(Extracted data entries)
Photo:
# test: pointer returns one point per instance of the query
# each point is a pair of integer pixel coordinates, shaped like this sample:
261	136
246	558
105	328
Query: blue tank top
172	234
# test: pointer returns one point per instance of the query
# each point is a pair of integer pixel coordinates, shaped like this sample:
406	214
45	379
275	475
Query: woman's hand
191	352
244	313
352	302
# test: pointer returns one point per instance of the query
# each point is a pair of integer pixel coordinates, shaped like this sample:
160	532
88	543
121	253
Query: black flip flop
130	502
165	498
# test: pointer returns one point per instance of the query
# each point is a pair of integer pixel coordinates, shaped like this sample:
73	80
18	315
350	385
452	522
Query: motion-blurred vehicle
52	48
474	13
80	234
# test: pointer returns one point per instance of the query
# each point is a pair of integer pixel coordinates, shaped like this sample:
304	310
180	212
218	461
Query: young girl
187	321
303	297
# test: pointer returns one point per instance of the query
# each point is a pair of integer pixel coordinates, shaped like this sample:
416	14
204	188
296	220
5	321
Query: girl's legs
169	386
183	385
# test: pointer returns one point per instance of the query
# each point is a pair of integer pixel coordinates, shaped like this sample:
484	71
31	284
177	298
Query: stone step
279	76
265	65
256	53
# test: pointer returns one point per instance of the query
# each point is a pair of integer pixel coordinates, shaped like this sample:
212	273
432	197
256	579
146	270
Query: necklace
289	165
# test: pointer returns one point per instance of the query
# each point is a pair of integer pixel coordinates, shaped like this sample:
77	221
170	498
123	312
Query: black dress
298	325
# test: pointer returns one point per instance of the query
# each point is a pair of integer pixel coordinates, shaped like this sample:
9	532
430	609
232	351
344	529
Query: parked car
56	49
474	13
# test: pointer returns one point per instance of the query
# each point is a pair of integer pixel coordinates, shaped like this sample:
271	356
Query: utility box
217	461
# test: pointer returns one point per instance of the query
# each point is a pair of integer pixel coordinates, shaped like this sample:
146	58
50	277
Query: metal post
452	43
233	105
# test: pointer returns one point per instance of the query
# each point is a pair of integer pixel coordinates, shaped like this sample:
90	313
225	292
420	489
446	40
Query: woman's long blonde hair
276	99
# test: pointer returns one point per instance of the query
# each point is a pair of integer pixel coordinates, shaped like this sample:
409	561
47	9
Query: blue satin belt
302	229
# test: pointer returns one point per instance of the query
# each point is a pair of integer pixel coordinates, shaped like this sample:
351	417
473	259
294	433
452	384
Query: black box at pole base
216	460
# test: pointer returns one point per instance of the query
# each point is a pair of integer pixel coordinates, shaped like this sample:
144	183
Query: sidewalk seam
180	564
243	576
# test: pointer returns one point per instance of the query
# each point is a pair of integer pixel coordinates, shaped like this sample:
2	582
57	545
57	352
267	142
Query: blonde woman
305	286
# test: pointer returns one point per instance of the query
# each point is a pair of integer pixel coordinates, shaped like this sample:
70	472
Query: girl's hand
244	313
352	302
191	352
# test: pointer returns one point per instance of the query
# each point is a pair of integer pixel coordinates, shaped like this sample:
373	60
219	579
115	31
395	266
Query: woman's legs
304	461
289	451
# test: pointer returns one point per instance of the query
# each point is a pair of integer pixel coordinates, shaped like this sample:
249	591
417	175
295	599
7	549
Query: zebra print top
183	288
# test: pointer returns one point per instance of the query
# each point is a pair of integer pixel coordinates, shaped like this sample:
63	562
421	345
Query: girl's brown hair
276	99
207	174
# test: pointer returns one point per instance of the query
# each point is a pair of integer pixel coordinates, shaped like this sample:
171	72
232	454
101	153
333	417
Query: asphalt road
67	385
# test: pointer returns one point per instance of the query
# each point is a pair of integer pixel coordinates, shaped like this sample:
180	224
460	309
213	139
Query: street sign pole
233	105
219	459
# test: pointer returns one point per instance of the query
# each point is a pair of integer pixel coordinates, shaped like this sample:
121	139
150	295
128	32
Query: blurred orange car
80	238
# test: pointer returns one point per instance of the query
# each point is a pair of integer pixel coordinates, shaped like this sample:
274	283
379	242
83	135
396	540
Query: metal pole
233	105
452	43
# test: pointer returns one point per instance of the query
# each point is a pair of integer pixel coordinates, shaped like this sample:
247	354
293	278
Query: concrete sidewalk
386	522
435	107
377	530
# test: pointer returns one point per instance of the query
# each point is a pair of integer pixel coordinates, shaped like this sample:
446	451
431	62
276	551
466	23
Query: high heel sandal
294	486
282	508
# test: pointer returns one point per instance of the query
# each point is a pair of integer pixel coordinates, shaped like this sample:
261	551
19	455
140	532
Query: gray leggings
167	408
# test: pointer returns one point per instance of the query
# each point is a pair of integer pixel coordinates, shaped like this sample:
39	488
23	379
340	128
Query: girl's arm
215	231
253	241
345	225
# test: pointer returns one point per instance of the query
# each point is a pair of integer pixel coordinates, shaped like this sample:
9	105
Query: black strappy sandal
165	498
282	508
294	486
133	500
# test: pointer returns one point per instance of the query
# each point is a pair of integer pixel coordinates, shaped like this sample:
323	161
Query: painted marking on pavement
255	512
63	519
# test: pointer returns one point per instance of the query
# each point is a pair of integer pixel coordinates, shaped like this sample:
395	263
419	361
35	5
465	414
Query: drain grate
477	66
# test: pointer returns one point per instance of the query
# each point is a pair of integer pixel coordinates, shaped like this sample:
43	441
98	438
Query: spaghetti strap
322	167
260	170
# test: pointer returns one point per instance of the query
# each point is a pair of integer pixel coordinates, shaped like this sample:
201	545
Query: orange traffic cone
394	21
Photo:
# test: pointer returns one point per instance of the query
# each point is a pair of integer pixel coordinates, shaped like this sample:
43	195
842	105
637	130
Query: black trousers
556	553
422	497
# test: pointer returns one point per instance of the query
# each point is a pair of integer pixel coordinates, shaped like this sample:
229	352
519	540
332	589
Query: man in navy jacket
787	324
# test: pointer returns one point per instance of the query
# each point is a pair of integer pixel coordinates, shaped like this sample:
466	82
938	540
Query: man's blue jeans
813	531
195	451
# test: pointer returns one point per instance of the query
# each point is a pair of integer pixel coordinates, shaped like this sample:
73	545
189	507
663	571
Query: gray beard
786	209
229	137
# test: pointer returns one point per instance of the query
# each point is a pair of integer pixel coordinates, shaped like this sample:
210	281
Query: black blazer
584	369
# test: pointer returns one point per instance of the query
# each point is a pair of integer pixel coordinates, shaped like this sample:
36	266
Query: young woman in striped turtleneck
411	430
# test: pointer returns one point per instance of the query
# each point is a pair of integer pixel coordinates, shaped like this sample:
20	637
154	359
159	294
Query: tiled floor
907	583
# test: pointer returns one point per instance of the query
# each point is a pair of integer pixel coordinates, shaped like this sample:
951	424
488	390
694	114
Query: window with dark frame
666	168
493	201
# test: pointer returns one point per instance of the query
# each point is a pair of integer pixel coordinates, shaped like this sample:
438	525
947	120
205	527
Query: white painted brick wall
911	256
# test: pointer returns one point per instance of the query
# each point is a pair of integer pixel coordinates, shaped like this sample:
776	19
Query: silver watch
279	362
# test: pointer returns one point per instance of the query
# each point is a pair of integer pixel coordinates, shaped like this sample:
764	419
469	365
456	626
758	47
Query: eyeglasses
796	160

What is expected: Write the data out again. Match it exactly.

Task result:
Photo:
# test: pointer returns one point per instance of the query
# each point is a pair of integer pixel coordinates, shaped like this sample:
261	136
246	558
105	328
Query: blue tank top
172	234
# test: pointer returns one point per instance of the query
# each point is a pair of integer pixel coordinates, shaped like this sample:
406	214
45	379
275	475
Query: woman's hand
191	352
244	313
352	302
# test: pointer returns one point per instance of the query
# each point is a pair of integer pixel coordinates, shaped like this sample:
160	532
88	543
121	253
Query: black flip flop
130	502
165	498
# test: pointer returns one point per instance of the query
# each point is a pair of integer pixel coordinates, shaped like this sample:
73	80
18	315
350	385
452	522
Query: motion-blurred vehicle
52	48
474	13
80	234
# test: pointer returns one point per instance of the query
# each point is a pair of integer pixel coordinates, shaped like this sample:
304	310
180	212
218	461
Query: young girl
187	321
303	297
# test: pointer returns one point per instance of the query
# each point is a pair of integer pixel coordinates, shaped like this sample:
416	14
204	188
296	220
5	321
Query: girl's legs
169	386
183	385
# test: pointer returns one point per instance of the query
# each point is a pair of integer pixel coordinates, shaped like this sample:
484	71
31	284
177	298
Query: stone step
279	76
265	65
256	53
# test: pointer returns one point per instance of the query
# each point is a pair of integer pixel coordinates, shaped like this sample:
212	273
432	197
256	579
146	270
Query: necklace
289	165
# test: pointer returns one point per instance of the query
# each point is a pair of integer pixel coordinates, shaped like this sample:
77	221
170	498
123	312
Query: black dress
298	325
# test: pointer returns one point per instance of the query
# each point is a pair of integer pixel coordinates, shaped like this sample:
9	532
430	609
232	351
344	529
Query: parked car
56	49
474	13
# test: pointer returns one point per instance of the query
# each point is a pair of integer pixel coordinates, shaped like this sample:
271	356
Query: utility box
217	461
# test: pointer returns one point per instance of the query
# each point is a pair of integer pixel coordinates, shaped like this sample:
146	58
50	277
Query: metal post
452	43
233	105
# test: pointer returns one point per instance of the query
# each point is a pair of integer pixel coordinates, shaped like this sample:
90	313
225	292
420	489
446	40
Query: woman's long blonde hair
276	99
# test: pointer returns one point per instance of the query
# each point is a pair of integer pixel coordinates, shaped like this sample:
409	561
47	9
Query: blue satin belt
302	229
# test: pointer returns one point per instance of the query
# each point is a pair of integer pixel coordinates, shaped like this sample:
351	417
473	259
294	433
452	384
Query: black box at pole base
216	460
# test: pointer returns one point per instance of the query
# each point is a pair of integer pixel coordinates, shaped like this sample:
144	183
Query: sidewalk seam
180	564
243	576
# test: pointer returns one point per instance of the query
# each point is a pair of integer pixel coordinates, shaped like this sample:
2	582
57	545
57	352
267	142
Query: blonde woman
305	286
# test: pointer returns one point per instance of the query
# each point is a pair of integer pixel coordinates, shaped like this sample:
70	472
Query: girl's hand
244	313
352	302
191	352
# test: pointer returns one point per instance of the query
# each point is a pair of integer pixel coordinates, shaped like this sample:
373	60
219	579
115	31
395	266
Query: woman's legs
304	461
289	451
# test: pointer returns one point per instance of the query
# each point is a pair of integer pixel coordinates, shaped like this sample:
249	591
417	175
295	599
7	549
Query: zebra print top
183	288
# test: pointer returns one point per instance of the query
# each point is a pair of integer pixel coordinates, shaped like this sample:
63	562
421	345
Query: girl's brown hair
276	99
207	174
# test: pointer returns one point per instance of the query
# each point is a pair of integer pixel coordinates, shaped like this sample:
171	72
232	454
101	153
333	417
Query: asphalt road
67	385
# test: pointer returns one point per instance of the query
# each point is a pair of integer pixel coordinates, shaped like this sample:
180	224
460	309
213	139
Query: street sign pole
233	105
219	459
# test: pointer returns one point per instance of the query
# each point is a pair of integer pixel coordinates, shaped like this sample:
121	139
150	295
128	32
Query: blurred orange car
80	238
# test: pointer returns one point per instance of the query
# each point is a pair of integer pixel coordinates, shaped like this sample:
274	283
379	242
83	135
396	540
Query: metal pole
233	105
452	43
# test: pointer returns one point per instance of the query
# each point is a pair of integer pixel coordinates, shaped like this sample:
247	354
293	278
Query: concrete sidewalk
386	522
435	107
377	530
# test: pointer returns one point per instance of the query
# each point is a pair of integer pixel coordinates, shaped like this sample:
446	451
431	62
276	551
466	23
Query: high heel sandal
294	486
282	508
# test: pointer returns one point per instance of the query
# each point is a pair of integer pixel coordinates, shaped like this sample:
261	551
19	455
140	532
Query: gray leggings
167	408
# test: pointer returns one point per instance of the query
# each point is a pair of integer pixel coordinates, shaped like this sample:
39	488
23	379
340	128
Query: girl's arm
215	231
253	241
345	225
# test: pointer returns one point per instance of the query
# each point is a pair of integer pixel coordinates, shaped like this sample:
9	105
Query: black strappy sandal
165	498
282	508
294	486
133	500
# test: pointer returns one point per instance of the query
# each point is a pair of integer pixel coordinates, shaped like this sample:
323	161
Query: painted marking on pavement
255	512
63	519
# test: pointer returns one point per instance of the query
# each point is a pair of integer pixel coordinates, shaped like this sample:
395	263
419	361
35	5
465	414
Query: drain grate
477	66
# test: pointer returns one point per instance of the query
# each point is a pair of integer pixel coordinates, shaped like this sample:
43	441
98	438
Query: spaghetti strap
322	167
260	170
# test: pointer returns one point per instance of the query
# each point is a pair of integer pixel coordinates, shaped like this sample:
201	545
Query: orange traffic cone
394	21
Photo:
# test: pointer returns one point per instance of the query
# each point is a pair of integer pixel coordinates, shaped like this sample:
43	195
842	105
637	130
Query: black trousers
556	553
422	497
# test: pointer returns one point per instance of the query
# each point is a pair of integer pixel coordinates, shaped like this sample:
229	352
519	540
332	589
Query: man in navy jacket
787	324
# test: pointer returns one point per instance of the query
# each point is a pair of integer pixel coordinates, shaped like this sample:
466	82
938	540
Query: man's blue jeans
813	531
195	451
# test: pointer returns one point per instance of the query
# each point is a pair of integer pixel coordinates, shaped like this sample:
73	545
189	507
663	571
Query: gray beard
786	209
229	137
# test: pointer returns one point per instance of the query
# each point is a pair of integer pixel coordinates, shaped like this sample:
210	281
Query: black blazer
584	369
# test: pointer returns one point per instance of the query
# each point is a pair of integer pixel coordinates, shaped like this sample:
36	266
Query: young woman in striped turtleneck
411	430
# test: pointer returns one point per instance of the query
# each point is a pair of integer pixel coordinates, shaped like this sample:
20	637
154	359
159	294
Query: tiled floor
907	583
# test: pointer returns one point per instance of the query
# each point is a pair of integer pixel coordinates, shaped like this sample:
951	424
488	390
694	114
Query: window with dark frame
666	168
493	201
# test: pointer returns one point per instance of the query
# each point is a pair of integer pixel coordinates, shaped like this sample:
438	525
947	120
205	527
Query: white painted brick wall
911	256
# test: pointer returns one point per instance of the query
# each point is a pair of integer pixel coordinates, shaped like this sample:
776	19
Query: silver watch
279	362
# test: pointer returns one point per instance of the query
# each point is a pair of integer pixel coordinates, shaped like this sample:
764	419
469	365
456	626
758	47
Query: eyeglasses
796	160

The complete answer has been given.